>> BEGIN Page

Is the goal of teaching to use direct instruction, indirect instruction, or both? etm ch8, p290]?
- The purpose of introducing these models is to increase the variety of instructional strategies at my disposal.
What are the main parts of the direct instruction model [ep ch7, p200]?
- State learning objectives
- Review prerequisites
- Present new material
- Conduct learning probes
- Provide independent practice
- Assess performance
What are learning probes [ep ch7, p200]?
- Question the student for understanding of the material shortly after new material presentation, and correct misconceptions
- Used mostly with direct instruction
What questions do I ask myself when planning a lesson?
- What will students know or be able do do after the lesson [ep ch7, p203]?
- What prerequisite skills are needed to learn this content?
- What information, activities, and experiences will you provide to help students acquire the knowledge and skills they need in order to attain the learning outcomes?
- How will you arouse students’ interest in the content?
What is "review prerequisites" as part of the direct instruction model [ep ch7, p205]?
- Make connections with new material and what the student already knows
- Throughout the lesson and connected lessons a teacher can say "here again we see (definition, concept, etc.)
What is the rule-example-rule instruction strategy [ep ch7, p206]?
Pattern of teaching concepts by presenting a rule or definition, giving examples, and then showing how examples illustrate the rule.
What is wait time and why is it important [ep ch7, p2011]?
- The amount of time a teacher waits for a student to answer the question
- Teachers tend to move on to another student faster with lower learning students, which sets an expectation that they can't do it
What does classic research on seatwork state [ep ch7, p212]?
- Teacher time lecturing is more productive than seatwork
- For one, the students lose interest and get distracted
Rules for independent work [ep ch7, p213]?
- Keep independent practice assignments short
- Give clear instructions
- Get students started, and then avoid interruptions
- Monitor independent work
- Collect independent work and include it in student grades
What is transfer of learning [ep ch7, p218]?

>> END Page

Tasks to carry out -
(A) Pick out each line of the entries below that contains the word "column".
(B) Carry the study notes on direct instruction forward past their last line.

>> BEGIN Record excerpts

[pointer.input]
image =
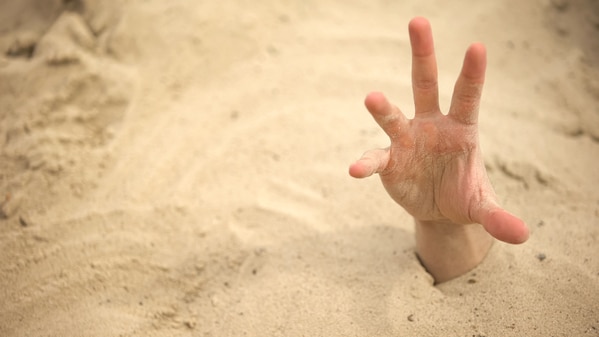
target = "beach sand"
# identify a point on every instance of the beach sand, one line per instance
(179, 168)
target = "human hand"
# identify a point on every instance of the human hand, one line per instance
(434, 166)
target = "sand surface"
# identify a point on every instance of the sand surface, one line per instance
(179, 168)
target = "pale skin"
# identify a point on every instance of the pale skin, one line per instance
(434, 166)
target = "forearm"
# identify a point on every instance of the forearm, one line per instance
(448, 250)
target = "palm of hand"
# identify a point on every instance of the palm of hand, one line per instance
(434, 167)
(435, 170)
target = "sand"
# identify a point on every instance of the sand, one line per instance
(179, 168)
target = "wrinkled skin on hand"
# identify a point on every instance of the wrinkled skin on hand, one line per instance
(434, 166)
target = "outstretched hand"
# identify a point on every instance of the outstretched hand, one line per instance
(434, 166)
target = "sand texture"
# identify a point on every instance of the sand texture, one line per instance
(179, 168)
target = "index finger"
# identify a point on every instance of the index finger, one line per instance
(424, 66)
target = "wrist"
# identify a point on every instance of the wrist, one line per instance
(448, 250)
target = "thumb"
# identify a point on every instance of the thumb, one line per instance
(503, 225)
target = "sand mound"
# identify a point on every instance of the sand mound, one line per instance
(171, 168)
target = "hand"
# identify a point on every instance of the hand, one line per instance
(434, 166)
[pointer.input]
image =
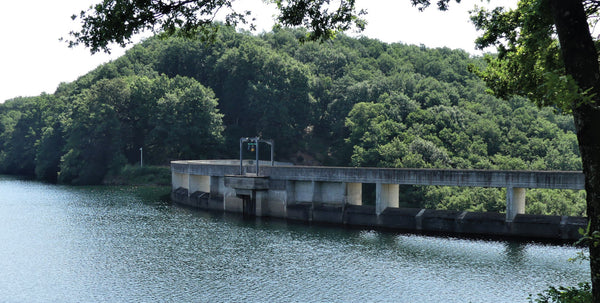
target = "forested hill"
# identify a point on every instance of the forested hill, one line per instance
(350, 102)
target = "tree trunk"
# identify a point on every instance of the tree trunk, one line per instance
(581, 62)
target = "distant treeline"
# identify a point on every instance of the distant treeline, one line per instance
(348, 102)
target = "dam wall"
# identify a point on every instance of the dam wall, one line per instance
(333, 195)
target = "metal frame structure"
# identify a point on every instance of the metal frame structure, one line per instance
(256, 141)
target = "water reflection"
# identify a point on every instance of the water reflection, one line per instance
(110, 244)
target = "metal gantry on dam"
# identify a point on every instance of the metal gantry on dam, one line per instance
(334, 195)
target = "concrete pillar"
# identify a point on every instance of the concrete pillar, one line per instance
(290, 192)
(353, 193)
(515, 202)
(216, 186)
(180, 180)
(199, 183)
(262, 199)
(316, 192)
(333, 192)
(387, 196)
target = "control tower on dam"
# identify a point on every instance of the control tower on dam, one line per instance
(334, 195)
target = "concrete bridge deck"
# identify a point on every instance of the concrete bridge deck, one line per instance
(307, 192)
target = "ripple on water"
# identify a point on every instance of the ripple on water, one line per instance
(107, 244)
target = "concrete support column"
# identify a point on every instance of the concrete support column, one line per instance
(387, 196)
(262, 206)
(216, 186)
(199, 183)
(290, 192)
(515, 202)
(316, 192)
(353, 193)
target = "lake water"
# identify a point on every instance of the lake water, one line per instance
(123, 244)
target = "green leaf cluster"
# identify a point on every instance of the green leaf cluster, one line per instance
(347, 102)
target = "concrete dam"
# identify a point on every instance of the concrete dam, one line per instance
(334, 195)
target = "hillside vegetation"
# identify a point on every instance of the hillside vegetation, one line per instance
(349, 102)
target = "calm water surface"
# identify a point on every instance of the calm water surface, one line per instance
(122, 244)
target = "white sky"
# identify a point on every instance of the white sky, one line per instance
(33, 60)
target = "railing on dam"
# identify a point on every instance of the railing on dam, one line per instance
(293, 184)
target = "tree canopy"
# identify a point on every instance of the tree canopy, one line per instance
(546, 53)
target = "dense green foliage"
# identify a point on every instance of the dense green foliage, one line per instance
(349, 102)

>> END Record excerpts

Answer set -
(A)
target = "concrete support column"
# identify a point on every instance of the concrete support column, one line per instance

(B)
- The transfer of school learning to practical situations
- Such as math skills to balancing budgets and calculating taxes and tips
- first teach same knowledge in one context, and then take the knowledge out of context and transfer to new contexts for greater deeper understanding
- Ex: teach the evolution of flippers in seals, then the evolution of humans, the evolution of social behaviors (cooperation of lions for example), the evolution of human behavior, evolution of business to market economies)
What is concept attainment [Article]?
- An indirect instructional strategy that uses a structured inquiry process.
- Students organize unrelated attributes and examples in order to distinguish the desired concept of a lesson.
- Advantages: Works well in a classroom with many different learning abilities
- helps make connections between what students know and what they will be learning
- learn how to sort out relevant information, and increases retention
What is linguistic learning? What is non-linguistic learning?
- linguistic is language, learning through words and reading
- non-linguistic is visual learning or what you can see, such as graphic organizers
- Based on the work of Jerome Bruner.
What are Graphic organizers?
Visual depictions of concepts, knowledge, or information.
What are the principles of understanding according to concept attainment strategy "core" [BYR DVD program 6]?
What are critical attributes [BYR DVD program 6]?
- Those that distinguish one concept from another
- For example the critical attributes of a chair are that it has a back, it has a seat, and it holds one person
- legs is not critical because some chairs have wheels and so "legs" does not define "chair"
- Once you have the critical attributes of a concept or thing, then you have understanding!
- You have profound and clear understanding why it's a chair, and not just because you have memorized the label " chair"
What is the number one predictor of success in school according to concept attainment strategy [BYR DVD program 6]?
- The number of concepts a child comes to school with, if they have more concepts they are more able to
- make connections and learning can occur.
What is the structure of concepts according to concept attainment strategy [BYR DVD program 6]?
What are the concept attainment phases according to concept attainment strategy [BYR DVD program 6]?
- Present examples (of fragmented ideas)
- Formulate hypothesis (students try and figure out)
- Present more examples
- Test hypothesis
What are various types of graphic organizers?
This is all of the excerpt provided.